__Tasks__:
1. In the thread on extracting feed links from webpages, why does the suggested solution look for the <link rel="alternate"> tags? Answer in one to three sentences.
2. Write the next part of the thread on extracting feed links from webpages, picking up right after its final line.

__Text to read__:
Search code examples
pythonapirssfeedatom-feed

Automatically Extracting feed links (atom, rss,etc) from webpages


I have a huge list of URLs and my task is to feed them to a python script which should spit out the feed urls if there are any. Is there an API library or code out there that can help?


Solution

  • I second waffle paradox in recommending Beautiful Soup for parsing the HTML and then getting the <link rel="alternate"> tags, where the feeds are referenced. The code I usually use:

    from BeautifulSoup import BeautifulSoup as parser
    
    def detect_feeds_in_HTML(input_stream):
        """ examines an open text stream with HTML for referenced feeds.
    
        This is achieved by detecting all ``link`` tags that reference a feed in HTML.
    
        :param input_stream: an arbitrary opened input stream that has a :func:`read` method.
        :type input_stream: an input stream (e.g. open file or URL)
        :return: a list of tuples ``(url, feed_type)``
        :rtype: ``list(tuple(str, str))``
        """

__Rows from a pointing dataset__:
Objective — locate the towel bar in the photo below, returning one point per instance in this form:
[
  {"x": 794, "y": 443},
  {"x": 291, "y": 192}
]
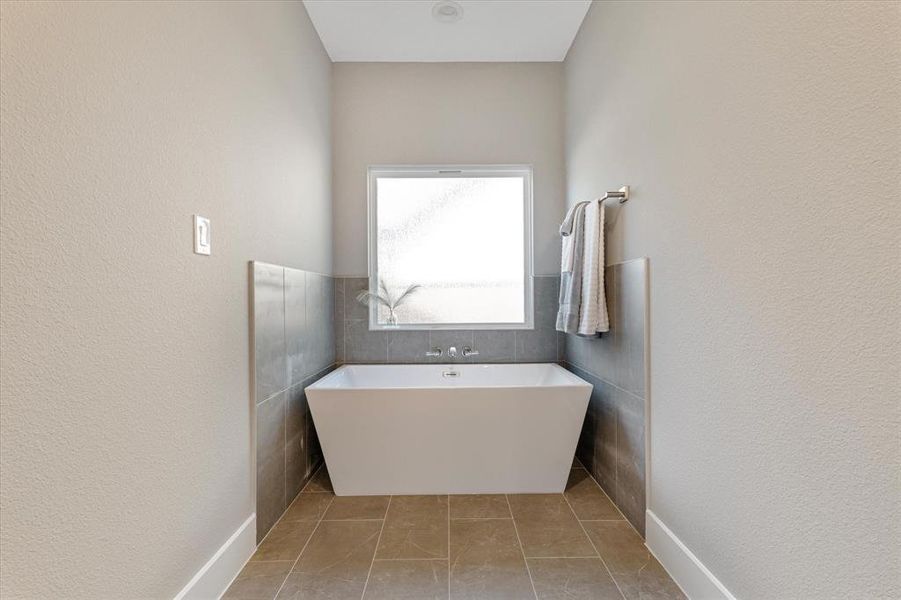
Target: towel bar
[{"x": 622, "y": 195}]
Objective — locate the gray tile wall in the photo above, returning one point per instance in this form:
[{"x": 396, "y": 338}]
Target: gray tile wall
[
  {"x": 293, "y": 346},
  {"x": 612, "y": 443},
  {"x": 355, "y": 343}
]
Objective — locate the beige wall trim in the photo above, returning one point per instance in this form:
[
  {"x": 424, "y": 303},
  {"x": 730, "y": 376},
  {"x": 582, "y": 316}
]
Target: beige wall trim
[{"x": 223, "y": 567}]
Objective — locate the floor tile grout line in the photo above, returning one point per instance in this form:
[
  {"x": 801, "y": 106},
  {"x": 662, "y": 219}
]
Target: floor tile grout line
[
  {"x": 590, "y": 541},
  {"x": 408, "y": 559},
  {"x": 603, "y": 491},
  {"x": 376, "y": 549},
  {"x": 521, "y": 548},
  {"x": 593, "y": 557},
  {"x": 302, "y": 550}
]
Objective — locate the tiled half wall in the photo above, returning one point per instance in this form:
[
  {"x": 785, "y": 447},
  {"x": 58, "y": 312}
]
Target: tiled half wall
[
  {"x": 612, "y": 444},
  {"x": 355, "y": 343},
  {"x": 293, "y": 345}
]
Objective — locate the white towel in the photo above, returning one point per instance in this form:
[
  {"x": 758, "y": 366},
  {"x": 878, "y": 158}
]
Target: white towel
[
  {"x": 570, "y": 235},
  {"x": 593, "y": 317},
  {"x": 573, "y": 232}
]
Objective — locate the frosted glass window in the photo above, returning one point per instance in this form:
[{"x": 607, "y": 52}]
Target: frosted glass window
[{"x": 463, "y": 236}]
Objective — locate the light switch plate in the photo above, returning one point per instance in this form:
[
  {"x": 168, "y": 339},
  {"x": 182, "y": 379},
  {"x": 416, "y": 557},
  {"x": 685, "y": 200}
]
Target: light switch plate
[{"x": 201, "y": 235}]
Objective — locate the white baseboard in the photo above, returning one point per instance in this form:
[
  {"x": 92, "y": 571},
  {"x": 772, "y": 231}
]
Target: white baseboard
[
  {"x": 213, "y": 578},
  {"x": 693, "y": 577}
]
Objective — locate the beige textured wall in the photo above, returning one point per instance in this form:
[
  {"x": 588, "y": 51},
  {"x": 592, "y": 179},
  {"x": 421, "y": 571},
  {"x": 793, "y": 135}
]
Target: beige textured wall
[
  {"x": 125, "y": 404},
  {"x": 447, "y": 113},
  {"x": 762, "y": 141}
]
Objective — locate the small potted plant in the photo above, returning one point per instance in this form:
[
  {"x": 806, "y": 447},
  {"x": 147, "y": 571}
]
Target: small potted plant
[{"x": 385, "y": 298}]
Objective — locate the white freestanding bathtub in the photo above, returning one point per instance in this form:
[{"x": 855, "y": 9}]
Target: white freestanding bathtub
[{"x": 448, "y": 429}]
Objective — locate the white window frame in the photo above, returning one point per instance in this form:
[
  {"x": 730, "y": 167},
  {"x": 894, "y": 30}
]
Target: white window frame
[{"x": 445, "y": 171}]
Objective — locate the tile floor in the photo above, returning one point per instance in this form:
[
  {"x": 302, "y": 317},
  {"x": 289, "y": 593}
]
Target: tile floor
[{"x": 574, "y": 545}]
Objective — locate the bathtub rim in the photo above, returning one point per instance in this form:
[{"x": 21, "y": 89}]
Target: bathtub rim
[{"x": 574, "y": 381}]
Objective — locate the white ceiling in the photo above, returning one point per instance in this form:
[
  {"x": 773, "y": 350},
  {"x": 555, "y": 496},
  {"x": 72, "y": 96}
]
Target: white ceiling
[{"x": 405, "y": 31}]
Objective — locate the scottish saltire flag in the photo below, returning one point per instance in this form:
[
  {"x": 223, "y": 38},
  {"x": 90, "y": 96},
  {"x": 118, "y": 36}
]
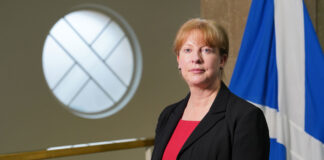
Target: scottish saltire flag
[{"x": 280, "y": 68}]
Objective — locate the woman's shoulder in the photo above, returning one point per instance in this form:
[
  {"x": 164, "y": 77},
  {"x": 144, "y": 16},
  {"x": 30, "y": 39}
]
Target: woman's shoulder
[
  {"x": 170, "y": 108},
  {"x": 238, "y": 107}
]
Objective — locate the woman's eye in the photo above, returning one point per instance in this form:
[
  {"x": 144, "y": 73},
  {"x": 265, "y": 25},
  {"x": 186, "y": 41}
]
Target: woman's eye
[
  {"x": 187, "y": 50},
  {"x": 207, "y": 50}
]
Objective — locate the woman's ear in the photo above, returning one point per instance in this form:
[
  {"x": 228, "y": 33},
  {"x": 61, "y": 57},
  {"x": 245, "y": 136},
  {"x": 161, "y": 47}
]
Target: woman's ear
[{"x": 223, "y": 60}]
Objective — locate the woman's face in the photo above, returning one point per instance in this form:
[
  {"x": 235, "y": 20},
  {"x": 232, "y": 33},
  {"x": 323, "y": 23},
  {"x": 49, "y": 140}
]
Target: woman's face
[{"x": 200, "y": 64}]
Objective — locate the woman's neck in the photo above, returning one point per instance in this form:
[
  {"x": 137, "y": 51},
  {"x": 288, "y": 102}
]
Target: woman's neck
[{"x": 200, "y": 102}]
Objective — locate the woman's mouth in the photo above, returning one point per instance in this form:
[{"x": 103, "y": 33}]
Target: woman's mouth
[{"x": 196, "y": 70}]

__Solved problems__:
1. The solution looks for the <link rel="alternate"> tags because those are where a webpage references its feeds. Beautiful Soup is recommended for parsing the HTML so that those tags can be found.

2.
        # check if really an input stream
        if not hasattr(input_stream, "read"):
            raise TypeError("An opened input *stream* should be given, was %s instead!" % type(input_stream))
        result = []
        # get the textual data (the HTML) from the input stream
        html = parser(input_stream.read())
        # find all links that have an "alternate" attribute
        feed_urls = html.findAll("link", rel="alternate")
        # extract URL and type
        for feed_link in feed_urls:
            url = feed_link.get("href", None)
            # if a valid URL is there
            if url:
                result.append(url)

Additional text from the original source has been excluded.